While there is no evidence that the Romneys illegally evaded taxes
through their various offshore accounts (their secretiveness making it
impossible to tell), the reek of entitlement became overwhelming when it
was revealed that the Romneys had accumulated somewhere between $20m
and $101m in an "IRA", a tax-advantaged retirement account designed for
middle-class savers, limited to a few thousand dollars a year
contribution.
As one commenter parried,
"I may be stupid, but I ain't no fool." In other words, we might be too
stupid to understand how Romney was able to obtain all these tax breaks
legally, but we aren't fooled about unfairness of it all.
Well, at this point, you might of think that the next sighting of
Romney would be of him clothed in ash-cloth ladling out soup at an
inner-city soup kitchen. But no. Next, we were regaled with the
New York Times story of a lavish fundraiser in the Hamptons
hosted by the infamous David Koch, the billionaire benefactor of
conservative causes. The optics were worse than bad, as the the Times
recounted how one woman in a Range Rover, idling in a 30-deep line of
cars waiting for entry, yelled to a Romney aide, "Is there a VIP
entrance? We are VIP."
Romney was expected to haul in several million dollars from his trip
to wine and dine with the billionaires of the Hamptons. But why risk
confirming the very message that Democrats have been hammering upon:
that Romney is a super-wealthy elitist whose objective is to further the
interests of the 0.01%?
Certainly, billionaires for Romney would have given him those
millions without the face-time and the photo-ops, the chance to dress up
and be seen. And to be heckled by
Occupy Wall Street protesters and parodied by reporters. What is so very puzzling about the whole episode is the sheer in-your-face-ness of it.
Yet, perhaps that is the point. As a very perceptive article in the
New York Magazine, Lisa Miller describes
how new psychological research indicates that wealth erodes empathy
with others. In the "Money-Empathy Gap", Miller cites one researcher who
says that:
"The rich are way more likely to prioritize their own self-interests
above the interests of other people. It makes the more likely to exhibit
characteristics that we would stereotypically associate with, say,
assholes."

▸ **Entries supplied**:
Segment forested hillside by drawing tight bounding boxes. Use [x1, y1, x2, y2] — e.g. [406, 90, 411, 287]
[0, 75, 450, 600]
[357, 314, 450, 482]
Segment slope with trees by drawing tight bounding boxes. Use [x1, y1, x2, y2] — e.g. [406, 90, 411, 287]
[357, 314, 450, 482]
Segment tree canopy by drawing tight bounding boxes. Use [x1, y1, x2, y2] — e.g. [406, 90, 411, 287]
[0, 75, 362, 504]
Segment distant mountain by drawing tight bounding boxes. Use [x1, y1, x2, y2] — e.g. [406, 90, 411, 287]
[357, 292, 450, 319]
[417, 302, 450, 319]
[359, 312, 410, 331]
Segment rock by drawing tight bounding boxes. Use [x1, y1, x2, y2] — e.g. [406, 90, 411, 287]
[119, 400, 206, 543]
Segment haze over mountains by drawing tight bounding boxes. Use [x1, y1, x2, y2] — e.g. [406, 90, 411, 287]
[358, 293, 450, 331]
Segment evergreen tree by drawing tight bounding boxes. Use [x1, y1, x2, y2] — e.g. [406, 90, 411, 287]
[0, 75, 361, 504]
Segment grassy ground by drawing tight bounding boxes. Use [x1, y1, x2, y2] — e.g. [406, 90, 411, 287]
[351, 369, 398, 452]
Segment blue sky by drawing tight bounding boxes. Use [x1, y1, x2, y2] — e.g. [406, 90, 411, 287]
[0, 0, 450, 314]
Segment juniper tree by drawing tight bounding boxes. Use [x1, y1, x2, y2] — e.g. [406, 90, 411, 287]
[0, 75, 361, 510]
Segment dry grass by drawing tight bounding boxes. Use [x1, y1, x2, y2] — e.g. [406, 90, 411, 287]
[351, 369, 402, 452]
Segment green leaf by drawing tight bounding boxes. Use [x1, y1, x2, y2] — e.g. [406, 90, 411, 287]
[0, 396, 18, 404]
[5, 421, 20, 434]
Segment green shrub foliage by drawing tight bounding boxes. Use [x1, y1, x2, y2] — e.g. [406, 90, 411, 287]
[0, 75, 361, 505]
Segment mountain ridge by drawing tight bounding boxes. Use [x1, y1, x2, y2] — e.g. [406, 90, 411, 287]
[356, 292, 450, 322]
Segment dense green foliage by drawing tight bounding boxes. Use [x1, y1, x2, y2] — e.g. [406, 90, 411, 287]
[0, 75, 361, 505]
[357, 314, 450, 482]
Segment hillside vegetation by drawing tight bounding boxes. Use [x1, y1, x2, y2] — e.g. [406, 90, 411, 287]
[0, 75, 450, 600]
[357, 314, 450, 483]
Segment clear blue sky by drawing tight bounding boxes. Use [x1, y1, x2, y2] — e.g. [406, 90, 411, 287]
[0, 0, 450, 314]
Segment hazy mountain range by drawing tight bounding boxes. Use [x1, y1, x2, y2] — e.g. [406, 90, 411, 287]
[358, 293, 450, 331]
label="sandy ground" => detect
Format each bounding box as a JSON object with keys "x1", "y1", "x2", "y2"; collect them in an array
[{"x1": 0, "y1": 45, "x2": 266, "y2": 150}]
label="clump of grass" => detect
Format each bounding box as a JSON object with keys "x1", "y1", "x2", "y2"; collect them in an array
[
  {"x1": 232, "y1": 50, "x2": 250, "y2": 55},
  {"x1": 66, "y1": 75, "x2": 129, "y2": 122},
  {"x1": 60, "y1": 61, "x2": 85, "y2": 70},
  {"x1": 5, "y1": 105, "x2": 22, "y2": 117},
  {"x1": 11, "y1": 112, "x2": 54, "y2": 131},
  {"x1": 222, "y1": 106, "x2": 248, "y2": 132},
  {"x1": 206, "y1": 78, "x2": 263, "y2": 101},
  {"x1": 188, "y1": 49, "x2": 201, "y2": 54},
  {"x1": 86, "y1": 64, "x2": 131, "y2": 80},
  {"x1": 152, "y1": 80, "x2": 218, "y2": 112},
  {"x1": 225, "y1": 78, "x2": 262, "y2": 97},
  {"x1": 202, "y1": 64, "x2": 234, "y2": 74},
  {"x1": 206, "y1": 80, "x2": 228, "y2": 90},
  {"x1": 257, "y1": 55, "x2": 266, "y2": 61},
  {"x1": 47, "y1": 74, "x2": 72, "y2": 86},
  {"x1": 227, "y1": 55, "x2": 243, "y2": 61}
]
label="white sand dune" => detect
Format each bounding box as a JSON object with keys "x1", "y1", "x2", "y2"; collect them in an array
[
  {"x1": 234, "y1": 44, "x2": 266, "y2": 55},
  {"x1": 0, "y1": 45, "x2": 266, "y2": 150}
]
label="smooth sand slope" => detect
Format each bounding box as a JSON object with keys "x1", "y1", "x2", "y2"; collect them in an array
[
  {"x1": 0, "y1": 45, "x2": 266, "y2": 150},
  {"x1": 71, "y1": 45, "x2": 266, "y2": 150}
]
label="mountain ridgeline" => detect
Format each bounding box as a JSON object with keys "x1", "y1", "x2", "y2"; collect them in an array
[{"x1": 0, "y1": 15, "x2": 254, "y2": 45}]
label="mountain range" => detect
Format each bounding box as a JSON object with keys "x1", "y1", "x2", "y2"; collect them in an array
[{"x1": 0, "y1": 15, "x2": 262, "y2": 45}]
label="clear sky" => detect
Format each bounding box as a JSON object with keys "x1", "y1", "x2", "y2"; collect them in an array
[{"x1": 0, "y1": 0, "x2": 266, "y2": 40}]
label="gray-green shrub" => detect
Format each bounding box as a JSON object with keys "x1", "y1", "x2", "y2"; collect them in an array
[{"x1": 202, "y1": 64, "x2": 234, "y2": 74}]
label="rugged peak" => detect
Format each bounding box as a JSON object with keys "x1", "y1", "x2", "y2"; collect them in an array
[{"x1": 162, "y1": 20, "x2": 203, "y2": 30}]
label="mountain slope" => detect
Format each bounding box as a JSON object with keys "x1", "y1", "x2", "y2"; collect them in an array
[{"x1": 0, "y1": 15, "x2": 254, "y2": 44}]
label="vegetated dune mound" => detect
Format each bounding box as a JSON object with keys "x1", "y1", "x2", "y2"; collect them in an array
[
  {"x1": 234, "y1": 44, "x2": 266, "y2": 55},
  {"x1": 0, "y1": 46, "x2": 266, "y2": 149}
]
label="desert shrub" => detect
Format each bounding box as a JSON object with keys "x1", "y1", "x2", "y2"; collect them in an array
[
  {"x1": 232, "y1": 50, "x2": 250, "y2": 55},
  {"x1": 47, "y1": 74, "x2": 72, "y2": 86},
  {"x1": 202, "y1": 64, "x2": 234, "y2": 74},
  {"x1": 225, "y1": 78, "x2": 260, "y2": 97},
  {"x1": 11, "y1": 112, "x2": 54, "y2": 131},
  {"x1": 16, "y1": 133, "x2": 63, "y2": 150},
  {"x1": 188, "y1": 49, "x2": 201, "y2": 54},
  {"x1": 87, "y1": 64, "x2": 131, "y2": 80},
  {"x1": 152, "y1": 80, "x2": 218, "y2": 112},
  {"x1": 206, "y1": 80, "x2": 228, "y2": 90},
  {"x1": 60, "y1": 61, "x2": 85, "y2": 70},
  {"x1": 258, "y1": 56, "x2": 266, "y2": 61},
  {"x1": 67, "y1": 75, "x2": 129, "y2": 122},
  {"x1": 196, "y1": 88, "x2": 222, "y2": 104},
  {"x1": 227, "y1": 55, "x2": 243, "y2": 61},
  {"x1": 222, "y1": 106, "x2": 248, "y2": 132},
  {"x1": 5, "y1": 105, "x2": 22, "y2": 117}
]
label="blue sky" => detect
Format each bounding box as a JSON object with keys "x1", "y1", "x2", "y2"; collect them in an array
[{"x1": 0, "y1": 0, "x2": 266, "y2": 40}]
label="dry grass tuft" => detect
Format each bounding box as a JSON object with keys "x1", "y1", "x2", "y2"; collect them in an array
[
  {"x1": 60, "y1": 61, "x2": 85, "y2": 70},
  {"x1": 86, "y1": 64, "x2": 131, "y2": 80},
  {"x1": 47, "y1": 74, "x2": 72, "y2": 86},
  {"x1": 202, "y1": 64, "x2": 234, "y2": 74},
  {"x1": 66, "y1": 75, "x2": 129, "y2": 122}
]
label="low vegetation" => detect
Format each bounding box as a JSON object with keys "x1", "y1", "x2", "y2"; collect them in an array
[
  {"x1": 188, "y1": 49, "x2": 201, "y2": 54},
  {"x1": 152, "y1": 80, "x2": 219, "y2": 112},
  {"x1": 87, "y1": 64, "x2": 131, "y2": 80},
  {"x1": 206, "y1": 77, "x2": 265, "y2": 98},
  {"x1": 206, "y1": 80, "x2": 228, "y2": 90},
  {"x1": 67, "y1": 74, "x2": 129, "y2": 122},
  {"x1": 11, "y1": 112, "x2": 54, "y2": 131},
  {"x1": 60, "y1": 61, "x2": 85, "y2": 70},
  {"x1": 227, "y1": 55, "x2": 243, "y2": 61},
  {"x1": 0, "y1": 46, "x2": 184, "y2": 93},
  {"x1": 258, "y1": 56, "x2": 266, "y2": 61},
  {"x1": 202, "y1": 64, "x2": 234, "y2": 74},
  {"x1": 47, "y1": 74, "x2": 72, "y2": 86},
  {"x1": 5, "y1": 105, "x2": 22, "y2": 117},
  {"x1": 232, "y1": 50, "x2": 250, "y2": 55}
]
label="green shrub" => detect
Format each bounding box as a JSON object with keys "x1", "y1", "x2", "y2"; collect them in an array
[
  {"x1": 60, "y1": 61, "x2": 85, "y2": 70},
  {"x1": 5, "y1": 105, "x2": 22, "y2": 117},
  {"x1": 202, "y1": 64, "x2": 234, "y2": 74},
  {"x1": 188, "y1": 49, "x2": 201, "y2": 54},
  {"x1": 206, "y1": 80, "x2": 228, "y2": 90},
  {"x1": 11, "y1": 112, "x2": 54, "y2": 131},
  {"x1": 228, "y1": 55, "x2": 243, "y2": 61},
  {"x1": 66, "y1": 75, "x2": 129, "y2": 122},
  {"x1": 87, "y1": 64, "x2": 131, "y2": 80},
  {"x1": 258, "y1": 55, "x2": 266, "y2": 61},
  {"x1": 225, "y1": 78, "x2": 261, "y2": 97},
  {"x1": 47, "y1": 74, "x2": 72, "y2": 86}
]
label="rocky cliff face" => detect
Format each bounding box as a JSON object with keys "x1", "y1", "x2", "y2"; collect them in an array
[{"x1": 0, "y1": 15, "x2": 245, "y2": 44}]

▸ **Assignment A**: In the passage on Romney, how much had the Romneys accumulated in their IRA?
▸ **Assignment B**: Do these statements agree with the passage on Romney? Answer yes or no for each and quote the deciding words. (i) The passage reports evidence that the Romneys illegally evaded taxes. (ii) David Koch hosted the fundraiser in the Hamptons. (iii) Lisa Miller's article appeared in New York Magazine.
▸ **Assignment C**: Carry the passage on Romney forward from its last sentence.

▸ **Exercise output A**: Somewhere between $20m and $101m.

▸ **Exercise output B**:
(i) No: "While there is no evidence that the Romneys illegally evaded taxes"
(ii) Yes: "hosted by the infamous David Koch"
(iii) Yes: "New York Magazine, Lisa Miller describes"

▸ **Exercise output C**:
Researchers found a consistent correlation between higher income,
management responsibility and disagreeableness. One researcher
interpreted her findings to imply that money makes people disinterested
in the welfare of others. "It's not a bad analogy to think of them as a
little autistic" says Kathleen Vos, a professor at the University of
Minnesota.
If this research is accurate (as it seems to be, replicated in
various ways by several researches), the synergies between it, the
increasing concentration of wealth and the Citizens United ruling, have
striking implications for the future of the Republican party. As Newt
Gingrich, the uber-southern politician, plaintively explained how he
lost the Republican primary: "Romney had 16 billionaires. I had only
one." The domination by the super-wealthy means that Republicans not
only have no interest in the welfare of the rest of the 99.9%, they have
no understanding of why this is a problem. The noblesse oblige
days of the old money, such as the Bushes, the Kennedys and the
Roosevelts are long gone, replaced by the new mega-money of hedge funds,
corporate raiders and global industrialists.
How else can one explain the allegiance of the Republican party to
the profoundly unpopular Ryan tax plan, which would eviscerate Medicare
and Medicaid while delivering more tax cuts to the rich? What is the
future of a party in a democracy when the powers-that-be can no longer
even understand, much less address, the welfare of the vast majority of
its citizens?
Taking the hint, the
Obama administration
is finally positioning itself on the firmly on the side of
progressives, attacking income inequality and holding Republicans
accountable for their assaults on the middle and working classes. How
ironic it would be if, after all, the other side's big money is the
answer to the Democrats' prayers.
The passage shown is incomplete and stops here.